[Text passage]
Strawberry GraphQL

MD-Models provides GraphQL integration that automatically generates a GraphQL schema and server from your markdown-defined data models. Using Strawberry GraphQL, MD-Models creates a fully functional GraphQL API with automatic type generation, query resolvers, and nested relationship support.

The GraphQL integration transforms your markdown data models into GraphQL types and queries, allowing you to expose your data through a flexible GraphQL API. Each object type in your markdown becomes a GraphQL type with automatic query fields. This means you get a production-ready GraphQL server without writing any GraphQL schema definitions or resolver functions manually—MD-Models handles all the boilerplate for you.

GraphQL offers several advantages over traditional REST APIs: clients can request exactly the fields they need (avoiding over-fetching), related data can be fetched in a single query, and the schema is self-documenting through introspection. MD-Models leverages these benefits by automatically generating a GraphQL schema that matches your data model structure, ensuring type safety and consistency between your markdown definitions and your API.

Setting up the GraphQL server

1. Load Your Data Model

   First, you need to load your data model.

   from mdmodels import DataModel, sql
   from mdmodels.graphql import create_graphql_app
   
   model = DataModel.from_markdown("model.md")

[Written problem 1]
Summarize the Strawberry GraphQL page in two sentences.
[Written problem 2]
Transcribe the part of the Strawberry GraphQL page that opens with the words containing "MD-Models provides GraphQL" and closes with "boilerplate for you.".

[Given data]
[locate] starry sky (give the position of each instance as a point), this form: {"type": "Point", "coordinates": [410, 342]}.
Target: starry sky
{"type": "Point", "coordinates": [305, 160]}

[Expected answer 1]
MD-Models uses Strawberry GraphQL to generate a GraphQL schema and server from markdown data models, turning each object type into a GraphQL type with automatic query fields so that no schema definitions or resolver functions have to be written by hand. The generated schema matches the structure of the data model, which lets the API use GraphQL's advantages of requesting only the needed fields, fetching related data in a single query, and self-documentation through introspection.

[Expected answer 2]
MD-Models provides GraphQL integration that automatically generates a GraphQL schema and server from your markdown-defined data models. Using Strawberry GraphQL, MD-Models creates a fully functional GraphQL API with automatic type generation, query resolvers, and nested relationship support.

The GraphQL integration transforms your markdown data models into GraphQL types and queries, allowing you to expose your data through a flexible GraphQL API. Each object type in your markdown becomes a GraphQL type with automatic query fields. This means you get a production-ready GraphQL server without writing any GraphQL schema definitions or resolver functions manually—MD-Models handles all the boilerplate for you.